Texte fourni:
# # # # # # #
Dans un point de presse animé ce jeudi 21 Janvier 2022, Monsieur Alphonse Charles Wright, Procureur général près la Cour d’appel de Conakry, a fait des dénonciations et ordonné des poursuites sur des cas présumés de détournements de deniers publics, corruption, blanchiment de capitaux, faux et usage de faux.
Cette communication, qui divise l’opinion, est-elle opportune ? Ne se heurte-elle pas au principe sacré de la présomption d’innocence ? Les personnes incriminées ont-elles le droit de communiquer sur ces allégations dirigées contre elles ?
Dans la pratique pénale, le Procureur général est la porte d’entrée de l’exécutif dans le judiciaire. À ce titre, il reçoit des ordres et instructions pour le déclenchement des poursuites pénales et la mise en œuvre de la politique pénale du gouvernement.
En tant que patron des Procureurs de la République de son ressort et en application de l’article 8 alinéa 3 du code de procédure pénale, le Procureur général peut bien communiquer sur des éléments objectifs tirés de la procédure ne comportant aucune appréciation sur le bien-fondé des charges retenues contre les personnes mises en causes.
Cette communication est malheureusement perçue par certains comme une déclaration de culpabilité aux mépris de la présomption d’innocence.
Il convient, en effet, de rappeler que la présomption d’innocence est un principe juridique selon lequel toute personne objet de poursuite pénale est réputée innocente jusqu’à ce que sa culpabilité soit établie par une décision définitive.
Le Procureur général près la cour d’appel de Conakry est bien dans l’exercice légal de sa mission même s’il l’ extrapole, à tort, sur le procureur spécial de la CRIEF qui est autonome.
Cependant, il faut considérer que ce communiqué de presse n’est pas une décision de justice encore moins une preuve de culpabilité. Il n’est pas non plus une parole d’évangile qui liera les Juges qui seront en charge du dossier. Le Procureur général est porteur d’accusation mais il n’est pas Juge. Il n’a pas le dernier mot. Les personnes visées par cette communication sont toujours innocentes malgré les accusations portées à leur encontre.
# # # # # # #
Données brutes:
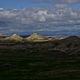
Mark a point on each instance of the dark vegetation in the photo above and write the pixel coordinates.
(56, 60)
# # # # # # #
Problèmes à résoudre:
**a.** Répondez à ces questions d'après le texte fourni :
(i) Quelle fonction occupe Alphonse Charles Wright ?
(ii) Quelle disposition du code de procédure pénale permet au Procureur général de communiquer sur des éléments objectifs de la procédure ?
(iii) Jusqu'à quand une personne objet de poursuite pénale est-elle réputée innocente ?
**b.** Quels cas présumés le Procureur général a-t-il dénoncés lors de son point de presse, selon le texte fourni ? Donnez-les tous.

Résultats obtenus:
**a.**
(i) Il est Procureur général près la Cour d'appel de Conakry.
(ii) L'article 8 alinéa 3 du code de procédure pénale.
(iii) Jusqu'à ce que sa culpabilité soit établie par une décision définitive.

**b.**
- Détournements de deniers publics
- Corruption
- Blanchiment de capitaux
- Faux et usage de faux